Tâches à réaliser:
A - Quels mots du récit de course portent une majuscule sans être placés en début de phrase ? Citez chacun une seule fois.
B - Pourriez-vous reprendre le récit de course en le poursuivant après sa dernière phrase ?

Nous débutons notre périple par une petite portion de bitume qui va nous emmener vers le Monastère. Bon ce n'est pas la longue mise en jambe qui nous emmène à Sorbiers lors de la SaintéLyon mais cette portion en descente suffit à me réchauffer. Je prends même un petit coup de chaud. Pourtant je ne porte que deux couches de vêtements. On entre maintenant dans le vif du sujet en attaquant de longues portions de chemin entrecoupées de petites portions sur bitume et de traversées de hameau. Je suis tranquillement l'ami Biscotte. C'est lui le patron. Je me cale dans une allure qui semble me convenir pour le moment. L'avantage avec Biscotte, c'est qu'il est plutôt du genre constant dans l'effort. Ce n'est pas le genre à flâner et musarder, à cueillir des pâquerettes si le terrain ne l'impose pas. Bref, quand on peut courir, on court et quand il faut marcher parce que le terrain le requiert, on marche. C'est simple, carré. Nous avons lâché les compères Bordelais du forum depuis un moment. C'est bon signe pour notre challenge … une bonne pâtée aux girondins. Bon, c'est encore un peu tôt pour vendre la peau de l'ours.

Matériel fourni:
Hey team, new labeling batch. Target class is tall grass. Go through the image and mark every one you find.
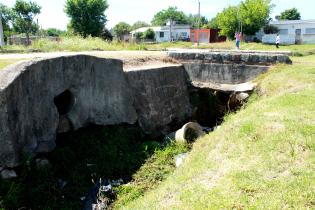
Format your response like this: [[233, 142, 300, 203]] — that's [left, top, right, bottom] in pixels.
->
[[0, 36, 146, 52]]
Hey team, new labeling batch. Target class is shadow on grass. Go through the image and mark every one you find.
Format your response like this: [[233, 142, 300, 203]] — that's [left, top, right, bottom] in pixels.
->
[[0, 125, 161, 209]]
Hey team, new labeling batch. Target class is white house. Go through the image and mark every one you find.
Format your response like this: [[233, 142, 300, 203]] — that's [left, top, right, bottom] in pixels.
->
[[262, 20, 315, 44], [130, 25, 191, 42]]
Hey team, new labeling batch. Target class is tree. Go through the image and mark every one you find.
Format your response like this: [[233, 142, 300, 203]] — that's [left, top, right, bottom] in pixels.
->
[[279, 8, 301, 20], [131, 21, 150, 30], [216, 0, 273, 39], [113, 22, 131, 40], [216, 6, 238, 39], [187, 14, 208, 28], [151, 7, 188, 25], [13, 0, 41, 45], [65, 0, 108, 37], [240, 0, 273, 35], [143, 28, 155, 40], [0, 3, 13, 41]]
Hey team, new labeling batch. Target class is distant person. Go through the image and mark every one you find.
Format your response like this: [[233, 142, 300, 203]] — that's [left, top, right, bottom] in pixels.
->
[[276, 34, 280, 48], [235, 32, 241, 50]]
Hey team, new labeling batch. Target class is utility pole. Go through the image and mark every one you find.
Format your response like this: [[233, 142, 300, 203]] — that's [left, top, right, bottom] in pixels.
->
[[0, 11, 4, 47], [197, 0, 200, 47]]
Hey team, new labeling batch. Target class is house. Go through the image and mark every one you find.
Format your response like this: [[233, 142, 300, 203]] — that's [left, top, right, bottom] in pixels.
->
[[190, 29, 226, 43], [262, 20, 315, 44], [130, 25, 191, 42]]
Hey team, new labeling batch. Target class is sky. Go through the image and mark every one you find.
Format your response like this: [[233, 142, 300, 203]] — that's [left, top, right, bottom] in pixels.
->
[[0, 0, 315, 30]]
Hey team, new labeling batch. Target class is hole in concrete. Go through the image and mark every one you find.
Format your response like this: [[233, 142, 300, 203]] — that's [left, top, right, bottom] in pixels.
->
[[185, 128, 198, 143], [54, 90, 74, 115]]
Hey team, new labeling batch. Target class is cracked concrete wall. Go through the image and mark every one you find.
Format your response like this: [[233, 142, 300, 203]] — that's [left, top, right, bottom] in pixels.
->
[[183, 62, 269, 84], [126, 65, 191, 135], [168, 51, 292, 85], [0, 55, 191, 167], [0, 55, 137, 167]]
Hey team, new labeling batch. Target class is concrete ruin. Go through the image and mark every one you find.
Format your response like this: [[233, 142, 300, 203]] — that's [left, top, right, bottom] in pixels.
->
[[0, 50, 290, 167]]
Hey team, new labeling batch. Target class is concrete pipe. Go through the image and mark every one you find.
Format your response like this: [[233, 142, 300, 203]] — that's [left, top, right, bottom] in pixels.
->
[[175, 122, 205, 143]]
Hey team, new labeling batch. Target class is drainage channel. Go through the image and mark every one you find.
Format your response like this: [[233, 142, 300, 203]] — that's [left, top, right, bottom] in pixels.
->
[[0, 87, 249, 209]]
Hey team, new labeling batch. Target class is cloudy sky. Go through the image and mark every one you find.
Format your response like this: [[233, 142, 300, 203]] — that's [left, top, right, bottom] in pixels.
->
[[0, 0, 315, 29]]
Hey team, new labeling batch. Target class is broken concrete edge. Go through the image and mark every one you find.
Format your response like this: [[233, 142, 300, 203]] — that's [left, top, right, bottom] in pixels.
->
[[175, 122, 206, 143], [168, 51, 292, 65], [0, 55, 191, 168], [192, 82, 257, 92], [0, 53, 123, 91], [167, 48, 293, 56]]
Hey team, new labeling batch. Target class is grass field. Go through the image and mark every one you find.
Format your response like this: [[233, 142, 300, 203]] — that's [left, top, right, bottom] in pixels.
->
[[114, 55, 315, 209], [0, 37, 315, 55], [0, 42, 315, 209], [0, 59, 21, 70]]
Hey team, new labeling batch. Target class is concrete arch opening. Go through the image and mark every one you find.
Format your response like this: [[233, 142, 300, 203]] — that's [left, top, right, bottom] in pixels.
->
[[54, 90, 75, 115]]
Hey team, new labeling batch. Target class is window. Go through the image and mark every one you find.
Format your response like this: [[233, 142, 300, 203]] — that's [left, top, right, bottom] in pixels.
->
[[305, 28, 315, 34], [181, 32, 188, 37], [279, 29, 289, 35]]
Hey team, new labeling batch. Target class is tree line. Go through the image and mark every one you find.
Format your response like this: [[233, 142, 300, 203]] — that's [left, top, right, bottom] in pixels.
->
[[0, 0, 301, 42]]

Réponses par tâche:
A - Monastère, Sorbiers, SaintéLyon, Biscotte, Bordelais

B -
En tout cas, ils ont autant de boue que chez nous en Aveyron ! C'est marrant, dès que ça monte, nous avons droit presque systématiquement à une mini cure de thalasso. Une boue profonde, bien grasse avec de l'eau qui tente de se frayer un passage au milieu. Je ne suis pas fâché d'avoir pris mes guêtres. Elles vont être contentes mes chaussettes d'être épargnées … enfin épargnées, c'est vite dit. Purée, ça y est j'ai les pieds trempés ! Biscotte n'est pas mieux loti.

Il s'est fait attendre ce ravitaillement ! On finit par arriver à Pont de Salars en un peu moins de 2h30.  Biscotte ne semble pas satisfait. Il pensait pouvoir faire ce relais plus rapidement. Je me demande si je ne le freine pas un peu. Purée, je le sens venir, il va vouloir rattraper le temps perdu … je ne vais pas être à la fête pour la suite.

Le ravitaillement est à l'abri dans une salle. Je prends le temps de picorer pendant que Biscotte se tartine à la crème anti-échauffement. Je ne remplis pas la poche. En jaugeant le poids du sac, il me semble que j'ai suffisamment de marge. Ah oui j'oubliais, vite une photo pour l'ami Oslo. Biscotte se marre en prenant l'air navré.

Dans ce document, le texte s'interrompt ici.